-- Begin RAW RECORDS --
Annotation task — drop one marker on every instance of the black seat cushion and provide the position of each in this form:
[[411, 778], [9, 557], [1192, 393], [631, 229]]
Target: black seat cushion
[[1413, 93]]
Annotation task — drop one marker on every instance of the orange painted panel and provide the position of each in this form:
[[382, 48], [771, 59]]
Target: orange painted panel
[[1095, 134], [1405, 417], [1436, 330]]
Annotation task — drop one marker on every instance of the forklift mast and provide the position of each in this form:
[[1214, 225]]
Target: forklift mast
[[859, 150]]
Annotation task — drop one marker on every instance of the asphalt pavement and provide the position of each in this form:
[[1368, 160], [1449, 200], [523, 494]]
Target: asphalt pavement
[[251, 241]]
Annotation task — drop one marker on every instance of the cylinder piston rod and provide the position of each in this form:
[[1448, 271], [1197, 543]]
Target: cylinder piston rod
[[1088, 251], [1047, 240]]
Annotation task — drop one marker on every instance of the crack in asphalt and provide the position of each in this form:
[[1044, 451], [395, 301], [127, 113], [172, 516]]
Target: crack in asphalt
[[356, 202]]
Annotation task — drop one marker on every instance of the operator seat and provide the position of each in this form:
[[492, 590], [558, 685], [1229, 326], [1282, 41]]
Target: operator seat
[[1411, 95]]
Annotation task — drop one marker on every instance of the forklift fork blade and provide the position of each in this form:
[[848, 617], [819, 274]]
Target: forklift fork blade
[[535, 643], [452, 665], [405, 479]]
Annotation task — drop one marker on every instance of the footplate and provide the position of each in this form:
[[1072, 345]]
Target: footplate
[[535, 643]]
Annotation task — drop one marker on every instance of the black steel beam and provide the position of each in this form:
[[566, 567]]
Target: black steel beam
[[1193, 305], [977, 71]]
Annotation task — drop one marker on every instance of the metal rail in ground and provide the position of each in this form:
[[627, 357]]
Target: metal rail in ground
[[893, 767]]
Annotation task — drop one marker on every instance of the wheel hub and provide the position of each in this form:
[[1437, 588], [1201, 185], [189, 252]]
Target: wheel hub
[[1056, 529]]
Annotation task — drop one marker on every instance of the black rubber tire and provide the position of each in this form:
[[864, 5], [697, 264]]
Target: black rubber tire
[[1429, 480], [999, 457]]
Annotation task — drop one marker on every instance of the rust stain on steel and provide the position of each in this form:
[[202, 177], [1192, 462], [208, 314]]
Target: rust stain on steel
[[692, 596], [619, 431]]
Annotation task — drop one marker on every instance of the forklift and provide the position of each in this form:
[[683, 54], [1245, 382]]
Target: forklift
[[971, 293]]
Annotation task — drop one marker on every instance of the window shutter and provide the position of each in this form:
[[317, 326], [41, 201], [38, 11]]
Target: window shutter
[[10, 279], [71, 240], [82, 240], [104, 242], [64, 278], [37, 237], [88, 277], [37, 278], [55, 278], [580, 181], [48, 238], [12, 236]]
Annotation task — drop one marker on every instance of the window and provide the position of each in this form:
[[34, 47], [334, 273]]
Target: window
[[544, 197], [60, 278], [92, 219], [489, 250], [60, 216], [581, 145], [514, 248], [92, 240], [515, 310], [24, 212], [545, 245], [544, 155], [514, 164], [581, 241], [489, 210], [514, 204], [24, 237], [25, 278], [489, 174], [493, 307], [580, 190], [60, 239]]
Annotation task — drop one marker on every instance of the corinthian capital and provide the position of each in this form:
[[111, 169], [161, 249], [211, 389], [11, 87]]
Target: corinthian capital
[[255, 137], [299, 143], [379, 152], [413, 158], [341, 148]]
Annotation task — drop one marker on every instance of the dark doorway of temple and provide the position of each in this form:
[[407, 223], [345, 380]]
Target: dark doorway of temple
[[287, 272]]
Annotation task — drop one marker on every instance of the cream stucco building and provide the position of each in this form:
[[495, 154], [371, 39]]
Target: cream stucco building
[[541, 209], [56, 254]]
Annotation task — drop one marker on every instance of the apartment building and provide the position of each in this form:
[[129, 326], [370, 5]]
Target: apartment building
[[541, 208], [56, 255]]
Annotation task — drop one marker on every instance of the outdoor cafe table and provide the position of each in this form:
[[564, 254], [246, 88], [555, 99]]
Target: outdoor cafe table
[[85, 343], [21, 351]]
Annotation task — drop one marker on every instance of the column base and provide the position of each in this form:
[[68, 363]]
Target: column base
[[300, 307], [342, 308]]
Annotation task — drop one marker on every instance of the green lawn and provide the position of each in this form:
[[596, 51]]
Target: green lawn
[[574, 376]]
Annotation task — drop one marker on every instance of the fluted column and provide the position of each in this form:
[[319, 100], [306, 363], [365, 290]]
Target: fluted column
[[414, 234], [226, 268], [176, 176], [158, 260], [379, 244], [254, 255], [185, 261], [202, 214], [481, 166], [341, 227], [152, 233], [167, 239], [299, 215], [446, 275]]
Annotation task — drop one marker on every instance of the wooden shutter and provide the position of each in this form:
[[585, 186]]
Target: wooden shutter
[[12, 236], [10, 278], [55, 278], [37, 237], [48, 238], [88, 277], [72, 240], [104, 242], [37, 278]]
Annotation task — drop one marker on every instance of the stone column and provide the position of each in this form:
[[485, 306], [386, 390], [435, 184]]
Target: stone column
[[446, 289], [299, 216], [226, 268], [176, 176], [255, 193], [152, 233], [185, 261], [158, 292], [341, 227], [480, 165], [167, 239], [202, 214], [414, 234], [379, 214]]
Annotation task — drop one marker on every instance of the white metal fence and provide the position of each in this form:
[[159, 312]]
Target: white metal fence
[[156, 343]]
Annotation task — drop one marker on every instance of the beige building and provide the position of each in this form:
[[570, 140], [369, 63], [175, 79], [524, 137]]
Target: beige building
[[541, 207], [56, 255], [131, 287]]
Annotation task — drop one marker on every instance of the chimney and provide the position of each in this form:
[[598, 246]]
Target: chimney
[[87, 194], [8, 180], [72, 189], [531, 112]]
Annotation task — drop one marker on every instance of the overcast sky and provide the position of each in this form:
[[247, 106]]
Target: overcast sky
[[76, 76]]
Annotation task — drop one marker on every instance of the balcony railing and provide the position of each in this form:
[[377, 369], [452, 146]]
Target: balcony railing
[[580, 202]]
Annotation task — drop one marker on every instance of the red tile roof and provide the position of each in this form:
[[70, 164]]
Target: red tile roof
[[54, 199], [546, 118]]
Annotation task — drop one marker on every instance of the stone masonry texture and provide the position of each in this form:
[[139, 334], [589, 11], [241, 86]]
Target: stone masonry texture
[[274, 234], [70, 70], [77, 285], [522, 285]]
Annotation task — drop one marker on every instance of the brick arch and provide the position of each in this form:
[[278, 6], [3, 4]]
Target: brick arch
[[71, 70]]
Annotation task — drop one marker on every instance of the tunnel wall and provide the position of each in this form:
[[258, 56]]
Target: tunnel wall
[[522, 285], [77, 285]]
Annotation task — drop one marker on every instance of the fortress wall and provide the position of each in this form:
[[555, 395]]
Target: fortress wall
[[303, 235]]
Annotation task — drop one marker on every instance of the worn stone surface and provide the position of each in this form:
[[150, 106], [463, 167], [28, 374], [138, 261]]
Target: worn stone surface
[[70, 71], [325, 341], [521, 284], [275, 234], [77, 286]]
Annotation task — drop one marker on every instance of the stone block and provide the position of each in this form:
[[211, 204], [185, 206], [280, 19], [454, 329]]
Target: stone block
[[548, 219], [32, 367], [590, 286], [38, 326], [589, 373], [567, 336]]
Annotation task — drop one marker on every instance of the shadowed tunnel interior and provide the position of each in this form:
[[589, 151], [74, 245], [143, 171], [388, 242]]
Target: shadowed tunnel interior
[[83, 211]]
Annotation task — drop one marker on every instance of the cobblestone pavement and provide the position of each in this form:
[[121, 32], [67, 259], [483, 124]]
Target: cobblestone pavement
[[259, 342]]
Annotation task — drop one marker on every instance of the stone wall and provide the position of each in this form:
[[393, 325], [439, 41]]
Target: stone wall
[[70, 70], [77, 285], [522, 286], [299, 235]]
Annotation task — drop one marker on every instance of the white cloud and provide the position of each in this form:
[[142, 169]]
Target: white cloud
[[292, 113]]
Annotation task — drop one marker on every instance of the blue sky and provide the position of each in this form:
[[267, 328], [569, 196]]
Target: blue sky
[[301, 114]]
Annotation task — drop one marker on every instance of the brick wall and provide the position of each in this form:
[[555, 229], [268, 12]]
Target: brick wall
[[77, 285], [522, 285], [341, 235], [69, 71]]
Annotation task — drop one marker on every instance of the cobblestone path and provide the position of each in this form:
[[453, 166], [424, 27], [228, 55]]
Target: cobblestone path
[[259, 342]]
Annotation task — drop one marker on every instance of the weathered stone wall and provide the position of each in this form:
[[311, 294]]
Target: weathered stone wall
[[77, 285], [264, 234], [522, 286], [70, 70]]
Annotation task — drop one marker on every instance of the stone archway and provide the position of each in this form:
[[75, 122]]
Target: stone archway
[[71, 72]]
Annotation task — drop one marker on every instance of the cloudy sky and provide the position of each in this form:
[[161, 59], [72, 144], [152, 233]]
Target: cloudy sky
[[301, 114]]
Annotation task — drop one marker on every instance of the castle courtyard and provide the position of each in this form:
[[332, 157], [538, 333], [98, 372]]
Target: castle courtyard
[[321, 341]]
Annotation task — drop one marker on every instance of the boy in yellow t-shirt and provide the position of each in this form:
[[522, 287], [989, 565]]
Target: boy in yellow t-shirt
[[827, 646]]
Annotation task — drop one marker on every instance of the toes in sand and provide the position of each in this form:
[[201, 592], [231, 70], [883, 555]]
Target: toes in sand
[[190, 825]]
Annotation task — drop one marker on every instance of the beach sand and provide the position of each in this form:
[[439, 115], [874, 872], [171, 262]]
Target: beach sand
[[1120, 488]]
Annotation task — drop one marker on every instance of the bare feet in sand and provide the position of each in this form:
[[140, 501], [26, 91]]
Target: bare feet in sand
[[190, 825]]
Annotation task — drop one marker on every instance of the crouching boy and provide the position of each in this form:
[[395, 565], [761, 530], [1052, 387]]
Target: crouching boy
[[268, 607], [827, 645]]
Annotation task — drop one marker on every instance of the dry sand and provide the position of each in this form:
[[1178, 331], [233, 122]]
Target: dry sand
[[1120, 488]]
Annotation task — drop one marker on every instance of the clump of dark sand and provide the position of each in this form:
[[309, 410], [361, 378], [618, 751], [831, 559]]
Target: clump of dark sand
-- End RAW RECORDS --
## SHORT EXERCISE
Rewrite everything from the line containing "of the balcony" down to the line containing "[[274, 234], [70, 70], [77, 285], [522, 285]]", changing "red tile roof" to "clay tile roof" and leaving all else as it is.

## RESPONSE TO THIS EXERCISE
Annotation task — drop one marker on every instance of the balcony railing and provide the position of each in this form:
[[377, 369], [452, 146]]
Target: balcony railing
[[580, 202]]
Annotation task — drop one marker on every instance of the clay tile roof and provide the position of each in this form:
[[70, 164]]
Target: clay tile roof
[[54, 199], [546, 118]]
Annotation task — drop one marker on every instance of the stone masonry texture and provide the position of each in this form:
[[139, 334], [589, 11], [241, 86]]
Target: stone masonry texture
[[274, 234], [70, 70], [77, 285], [522, 285]]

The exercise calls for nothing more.